Stored data entries
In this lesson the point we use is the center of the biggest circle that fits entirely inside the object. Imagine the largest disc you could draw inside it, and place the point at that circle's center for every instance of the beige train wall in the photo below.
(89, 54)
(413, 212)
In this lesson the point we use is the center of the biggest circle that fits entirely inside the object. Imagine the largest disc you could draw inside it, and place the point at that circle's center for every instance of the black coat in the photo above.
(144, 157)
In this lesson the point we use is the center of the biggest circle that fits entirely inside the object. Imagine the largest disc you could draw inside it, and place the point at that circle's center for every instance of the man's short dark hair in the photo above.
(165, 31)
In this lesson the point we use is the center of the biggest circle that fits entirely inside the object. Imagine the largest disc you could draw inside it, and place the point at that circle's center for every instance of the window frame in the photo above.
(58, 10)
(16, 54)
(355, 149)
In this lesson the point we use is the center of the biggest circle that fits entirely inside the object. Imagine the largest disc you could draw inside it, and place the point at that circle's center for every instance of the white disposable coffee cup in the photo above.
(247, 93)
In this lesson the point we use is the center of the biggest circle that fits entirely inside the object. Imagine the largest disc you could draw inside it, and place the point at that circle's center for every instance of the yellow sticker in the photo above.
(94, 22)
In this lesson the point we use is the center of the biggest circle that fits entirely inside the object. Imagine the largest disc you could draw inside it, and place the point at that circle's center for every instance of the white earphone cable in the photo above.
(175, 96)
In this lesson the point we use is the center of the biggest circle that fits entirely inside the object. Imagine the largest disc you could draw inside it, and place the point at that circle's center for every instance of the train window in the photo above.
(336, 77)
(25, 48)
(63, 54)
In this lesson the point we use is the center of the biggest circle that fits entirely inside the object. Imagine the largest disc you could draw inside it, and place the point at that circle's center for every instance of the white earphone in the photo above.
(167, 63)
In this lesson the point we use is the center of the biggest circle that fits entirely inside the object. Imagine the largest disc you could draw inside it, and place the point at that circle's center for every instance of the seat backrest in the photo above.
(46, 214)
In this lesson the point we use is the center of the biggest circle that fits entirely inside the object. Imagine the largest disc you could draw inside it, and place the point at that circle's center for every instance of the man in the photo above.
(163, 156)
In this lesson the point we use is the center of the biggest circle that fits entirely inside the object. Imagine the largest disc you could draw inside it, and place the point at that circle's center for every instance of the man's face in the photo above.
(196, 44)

*What is asked:* Format each line of the listing above as a JSON list of strings, with one string per line and no blank lines.

*Task result:*
[
  "In this lesson the point we use is the center of the biggest circle that fits entirely inside the object. Imagine the largest disc you could draw inside it, and place the point at that circle's center for every instance of the beige train wall in the photo below.",
  "(89, 54)",
  "(413, 212)",
  "In this lesson the point we use is the center of the biggest circle that fits entirely inside the object. Imagine the largest disc you could draw inside it, and place the point at that circle's center for every instance of the black coat in the photo above.",
  "(144, 157)",
  "In this lesson the point we use is the center of the biggest circle that fits entirely inside the object. Imagine the largest disc you could draw inside it, and place the point at that circle's center for every instance of the man's short dark hair in the photo above.",
  "(165, 31)",
  "In this lesson the point we use is the center of the biggest circle that fits entirely inside the object. Imagine the largest disc you could draw inside it, and place the point at that circle's center for every instance of the window frame in the photo above.",
  "(58, 10)",
  "(16, 54)",
  "(355, 149)",
  "In this lesson the point we use is the center of the biggest circle that fits entirely inside the object. Imagine the largest disc you could draw inside it, and place the point at that circle's center for every instance of the white disposable coffee cup in the photo above.",
  "(247, 93)",
  "In this lesson the point we use is the center of the biggest circle that fits entirely inside the object. Imagine the largest disc you could draw inside it, and place the point at that circle's center for every instance of the yellow sticker in the photo above.",
  "(94, 22)",
  "In this lesson the point we use is the center of the biggest circle that fits entirely inside the object. Imagine the largest disc you could draw inside it, and place the point at that circle's center for every instance of the white earphone cable in the photo above.",
  "(175, 96)",
  "In this lesson the point we use is the center of the biggest circle that fits entirely inside the object. Imagine the largest disc you could draw inside it, and place the point at that circle's center for every instance of the train window in the photo above.",
  "(336, 77)",
  "(25, 48)",
  "(63, 54)",
  "In this lesson the point we use is the center of the biggest circle that fits entirely inside the object. Imagine the largest disc you could draw inside it, and place the point at that circle's center for every instance of the white earphone in the photo above.",
  "(167, 63)",
  "In this lesson the point we use is the center of the biggest circle that fits entirely inside the object. Imagine the largest disc you could draw inside it, and place the point at that circle's center for every instance of the seat backrest in the photo above.",
  "(46, 214)",
  "In this lesson the point we use is the center of the biggest circle that fits entirely inside the object. Imagine the largest disc you could draw inside it, and place the point at that circle's center for every instance of the man in the photo above.",
  "(163, 156)",
  "In this lesson the point we use is the center of the biggest circle that fits entirely inside the object. Imagine the largest disc you could draw inside it, and place the point at that circle's center for every instance of the man's face in the photo above.",
  "(196, 44)"
]